ROSE-CAROL WASHTON LONG: Sure.
JANE KALLIR: —during those early decades. He came out of that tradition, and it wasn't unique. It seems so strange now that a gallery should have Egon Schiele and Grandma Moses, but it was absolutely natural. Look at Sidney Janis. Look at Klaus Perls. Look at—I mean, there are a lot of people in those early years who did both.
ROSE-CAROL WASHTON LONG: So that's very—yes, very, very interesting that in, with a number of galleries here in New York, you see a real parallel between your collecting folk art and their collecting folk art, even if they hadn't specialized in German or Austrian—
JANE KALLIR: No, it, it was something that—
ROSE-CAROL WASHTON LONG: —modernist art.
JANE KALLIR: —that came with an interest in Modernism. Perls, for example, is a dealer in French modern art, and so he has French naïves. People don't even remember that they were showing people like Bombois and Vivin, certainly through the '70s. They regularly exhibited that kind of thing. They still have quite a stash of material.
ROSE-CAROL WASHTON LONG: And you think this has changed now? There's less of an interest in the naïve artists, or—?

GIVEN DATA –
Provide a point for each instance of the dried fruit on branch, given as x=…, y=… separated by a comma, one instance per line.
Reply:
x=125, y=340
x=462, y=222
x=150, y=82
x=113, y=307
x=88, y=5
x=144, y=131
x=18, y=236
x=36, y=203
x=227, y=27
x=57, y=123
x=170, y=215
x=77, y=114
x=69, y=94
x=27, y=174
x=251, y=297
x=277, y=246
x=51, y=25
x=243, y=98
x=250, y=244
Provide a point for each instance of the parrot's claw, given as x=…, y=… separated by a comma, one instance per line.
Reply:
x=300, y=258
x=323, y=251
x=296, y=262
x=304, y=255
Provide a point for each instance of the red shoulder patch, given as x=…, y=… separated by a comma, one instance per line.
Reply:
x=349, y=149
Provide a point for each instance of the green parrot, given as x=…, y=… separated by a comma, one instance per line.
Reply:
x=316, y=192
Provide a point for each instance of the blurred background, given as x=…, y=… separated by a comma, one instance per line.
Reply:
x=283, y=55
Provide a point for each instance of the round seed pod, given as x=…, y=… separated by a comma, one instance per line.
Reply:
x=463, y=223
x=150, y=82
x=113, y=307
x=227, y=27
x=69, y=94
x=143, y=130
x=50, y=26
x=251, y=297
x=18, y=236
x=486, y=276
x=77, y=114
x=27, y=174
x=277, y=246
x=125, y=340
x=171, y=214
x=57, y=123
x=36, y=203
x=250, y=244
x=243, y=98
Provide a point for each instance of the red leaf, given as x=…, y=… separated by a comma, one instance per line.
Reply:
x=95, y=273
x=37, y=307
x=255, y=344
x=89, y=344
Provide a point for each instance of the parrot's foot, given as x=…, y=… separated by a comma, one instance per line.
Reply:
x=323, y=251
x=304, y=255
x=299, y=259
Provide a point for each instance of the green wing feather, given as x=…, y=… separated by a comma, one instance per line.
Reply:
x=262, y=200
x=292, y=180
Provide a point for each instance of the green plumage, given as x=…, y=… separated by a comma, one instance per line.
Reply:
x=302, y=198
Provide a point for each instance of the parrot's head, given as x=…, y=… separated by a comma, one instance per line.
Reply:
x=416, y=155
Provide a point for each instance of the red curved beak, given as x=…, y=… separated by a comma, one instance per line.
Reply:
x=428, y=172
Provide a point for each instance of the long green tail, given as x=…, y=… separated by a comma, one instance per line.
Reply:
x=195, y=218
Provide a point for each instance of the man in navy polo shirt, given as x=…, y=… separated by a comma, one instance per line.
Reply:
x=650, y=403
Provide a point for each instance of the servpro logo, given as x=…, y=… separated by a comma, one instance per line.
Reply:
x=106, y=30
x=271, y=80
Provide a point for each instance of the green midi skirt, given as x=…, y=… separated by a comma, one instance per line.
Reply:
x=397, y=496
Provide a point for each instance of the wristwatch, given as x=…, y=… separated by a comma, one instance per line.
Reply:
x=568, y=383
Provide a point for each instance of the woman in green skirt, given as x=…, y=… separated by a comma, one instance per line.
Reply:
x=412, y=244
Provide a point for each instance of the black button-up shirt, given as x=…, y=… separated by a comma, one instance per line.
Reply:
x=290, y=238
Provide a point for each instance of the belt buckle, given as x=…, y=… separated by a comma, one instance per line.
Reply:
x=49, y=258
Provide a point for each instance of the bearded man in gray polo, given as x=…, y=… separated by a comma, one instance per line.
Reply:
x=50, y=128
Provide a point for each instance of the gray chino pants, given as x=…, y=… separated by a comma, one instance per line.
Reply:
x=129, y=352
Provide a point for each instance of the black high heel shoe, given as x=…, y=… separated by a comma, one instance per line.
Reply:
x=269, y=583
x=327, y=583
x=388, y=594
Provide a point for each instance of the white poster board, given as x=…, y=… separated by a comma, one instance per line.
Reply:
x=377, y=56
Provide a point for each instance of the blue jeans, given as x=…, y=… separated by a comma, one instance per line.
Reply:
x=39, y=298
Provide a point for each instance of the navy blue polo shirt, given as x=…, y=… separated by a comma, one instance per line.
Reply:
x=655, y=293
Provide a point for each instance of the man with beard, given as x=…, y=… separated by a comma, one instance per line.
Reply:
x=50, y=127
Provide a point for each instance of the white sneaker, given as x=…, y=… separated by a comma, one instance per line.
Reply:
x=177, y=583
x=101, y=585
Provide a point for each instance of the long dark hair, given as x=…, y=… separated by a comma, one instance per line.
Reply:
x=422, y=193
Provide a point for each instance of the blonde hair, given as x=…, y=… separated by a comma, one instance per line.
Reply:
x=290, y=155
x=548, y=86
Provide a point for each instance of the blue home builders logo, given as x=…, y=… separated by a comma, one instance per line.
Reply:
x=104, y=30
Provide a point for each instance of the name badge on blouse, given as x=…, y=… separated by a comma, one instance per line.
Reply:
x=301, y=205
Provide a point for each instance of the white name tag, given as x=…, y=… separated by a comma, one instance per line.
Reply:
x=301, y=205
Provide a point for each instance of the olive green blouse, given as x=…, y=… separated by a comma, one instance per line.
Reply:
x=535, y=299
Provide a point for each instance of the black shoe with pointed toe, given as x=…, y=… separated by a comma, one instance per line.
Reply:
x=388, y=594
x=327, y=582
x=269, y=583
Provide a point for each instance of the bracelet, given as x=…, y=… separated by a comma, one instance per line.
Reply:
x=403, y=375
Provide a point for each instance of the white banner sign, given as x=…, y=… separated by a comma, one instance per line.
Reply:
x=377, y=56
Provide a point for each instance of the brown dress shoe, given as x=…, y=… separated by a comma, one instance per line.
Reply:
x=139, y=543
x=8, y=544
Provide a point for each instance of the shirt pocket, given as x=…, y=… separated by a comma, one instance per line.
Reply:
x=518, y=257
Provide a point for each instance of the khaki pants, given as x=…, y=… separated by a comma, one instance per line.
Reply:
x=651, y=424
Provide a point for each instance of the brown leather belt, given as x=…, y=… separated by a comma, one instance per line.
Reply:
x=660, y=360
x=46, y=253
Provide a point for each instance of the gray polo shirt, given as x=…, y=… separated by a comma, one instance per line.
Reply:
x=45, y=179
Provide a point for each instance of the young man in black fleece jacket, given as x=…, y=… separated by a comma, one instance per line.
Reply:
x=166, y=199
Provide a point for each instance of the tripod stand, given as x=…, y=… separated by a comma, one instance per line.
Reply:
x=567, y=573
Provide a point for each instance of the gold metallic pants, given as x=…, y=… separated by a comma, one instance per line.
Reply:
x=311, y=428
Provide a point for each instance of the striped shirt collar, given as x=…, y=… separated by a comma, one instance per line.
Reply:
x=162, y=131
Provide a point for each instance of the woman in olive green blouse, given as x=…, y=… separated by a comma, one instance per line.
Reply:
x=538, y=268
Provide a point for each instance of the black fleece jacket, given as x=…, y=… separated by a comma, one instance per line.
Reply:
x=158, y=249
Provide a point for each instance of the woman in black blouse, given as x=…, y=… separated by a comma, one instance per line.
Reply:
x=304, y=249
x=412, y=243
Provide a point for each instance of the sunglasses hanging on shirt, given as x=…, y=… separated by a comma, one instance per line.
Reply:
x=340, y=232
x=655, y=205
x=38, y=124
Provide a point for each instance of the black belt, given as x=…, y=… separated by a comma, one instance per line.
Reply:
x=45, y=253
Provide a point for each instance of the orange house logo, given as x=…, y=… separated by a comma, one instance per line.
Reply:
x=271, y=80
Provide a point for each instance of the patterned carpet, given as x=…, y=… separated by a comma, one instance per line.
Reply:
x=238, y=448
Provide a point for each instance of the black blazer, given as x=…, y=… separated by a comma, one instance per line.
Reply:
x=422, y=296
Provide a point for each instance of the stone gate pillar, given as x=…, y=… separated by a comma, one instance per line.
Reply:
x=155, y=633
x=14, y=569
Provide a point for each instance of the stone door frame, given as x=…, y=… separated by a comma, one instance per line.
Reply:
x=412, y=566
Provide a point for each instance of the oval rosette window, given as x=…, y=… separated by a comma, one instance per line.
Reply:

TO DO –
From the interview transcript, list every artist mentioned by name in the speakers' remarks.

WRITTEN ANSWER –
Egon Schiele
Grandma Moses
Bombois
Vivin